Task statement:
Copy the records below, starting at the first line and ending with the line containing "x=101, y=191", and substitute "exercise" for "drill" everywhere in that span. Leave everything else as it is.

Location identification entries:
#####
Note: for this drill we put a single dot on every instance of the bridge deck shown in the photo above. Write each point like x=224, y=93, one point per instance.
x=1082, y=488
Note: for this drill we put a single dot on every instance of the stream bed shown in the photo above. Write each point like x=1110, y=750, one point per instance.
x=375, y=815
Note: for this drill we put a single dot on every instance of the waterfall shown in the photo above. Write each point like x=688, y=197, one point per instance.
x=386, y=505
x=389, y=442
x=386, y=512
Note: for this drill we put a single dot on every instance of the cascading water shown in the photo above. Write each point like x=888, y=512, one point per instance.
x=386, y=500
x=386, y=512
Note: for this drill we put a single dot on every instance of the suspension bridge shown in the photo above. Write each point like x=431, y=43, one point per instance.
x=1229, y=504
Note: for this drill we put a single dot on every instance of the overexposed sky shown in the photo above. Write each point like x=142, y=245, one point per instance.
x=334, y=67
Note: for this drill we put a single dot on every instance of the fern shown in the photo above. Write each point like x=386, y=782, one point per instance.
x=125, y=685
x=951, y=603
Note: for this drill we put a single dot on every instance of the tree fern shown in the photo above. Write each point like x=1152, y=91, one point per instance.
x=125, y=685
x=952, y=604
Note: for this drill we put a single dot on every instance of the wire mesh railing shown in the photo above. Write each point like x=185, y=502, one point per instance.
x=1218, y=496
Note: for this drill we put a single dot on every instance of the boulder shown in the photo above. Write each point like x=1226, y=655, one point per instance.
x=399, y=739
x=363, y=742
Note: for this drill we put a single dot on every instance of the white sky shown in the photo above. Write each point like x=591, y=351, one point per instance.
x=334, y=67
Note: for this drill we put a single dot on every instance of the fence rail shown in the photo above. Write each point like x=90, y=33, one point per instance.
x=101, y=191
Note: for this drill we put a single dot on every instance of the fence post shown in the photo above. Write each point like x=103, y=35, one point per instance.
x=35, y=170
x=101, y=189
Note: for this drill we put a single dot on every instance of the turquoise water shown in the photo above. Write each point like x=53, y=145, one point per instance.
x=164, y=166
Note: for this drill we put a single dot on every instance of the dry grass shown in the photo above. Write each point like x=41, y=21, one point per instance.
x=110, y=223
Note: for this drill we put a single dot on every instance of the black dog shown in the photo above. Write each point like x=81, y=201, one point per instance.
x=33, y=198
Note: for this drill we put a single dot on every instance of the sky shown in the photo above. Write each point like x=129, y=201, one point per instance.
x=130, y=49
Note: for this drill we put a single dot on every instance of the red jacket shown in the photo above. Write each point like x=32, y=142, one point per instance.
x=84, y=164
#####
Complete output:
Note: for this exercise we put a single dot on every instance of the bridge deck shown in the photo above. Write each point like x=224, y=93, one point per instance.
x=1082, y=488
Note: for this exercise we put a single dot on every instance of the stream bed shown in the photo above. Write each point like x=1110, y=750, one point per instance.
x=375, y=815
Note: for this exercise we put a single dot on every instance of the waterfall shown in the photo above. Write each point like x=688, y=197, one point per instance.
x=386, y=505
x=389, y=442
x=386, y=512
Note: for this exercise we put a single dot on every instance of the cascading water shown in the photo above. Write each point like x=888, y=512, one point per instance.
x=386, y=500
x=386, y=512
Note: for this exercise we put a single dot on every instance of the suspension bridge shown in the photo above. Write each point like x=431, y=43, one point per instance.
x=1229, y=504
Note: for this exercise we put a single dot on every instance of the overexposed sky shown in the photo above. Write each point like x=142, y=245, one point per instance.
x=334, y=67
Note: for this exercise we put a single dot on every instance of the fern shown in the photo above. Write each point like x=386, y=782, one point per instance.
x=125, y=685
x=951, y=603
Note: for this exercise we put a single dot on every instance of the tree fern shown in the photo above. Write each point like x=1152, y=91, one point per instance.
x=125, y=685
x=952, y=604
Note: for this exercise we put a single dot on every instance of the wire mesh railing shown in the photo above. Write each point like x=185, y=502, one point per instance.
x=1218, y=496
Note: for this exercise we put a single dot on every instance of the boulder shown in the photo above. Write each point like x=1226, y=655, one point per instance.
x=399, y=739
x=363, y=742
Note: for this exercise we put a single dot on every instance of the white sky shown in the photo above. Write each point like x=591, y=351, one point per instance.
x=334, y=67
Note: for this exercise we put a single dot on every instance of the fence rail shown in the photo above. Write each point like x=90, y=33, one point per instance.
x=101, y=191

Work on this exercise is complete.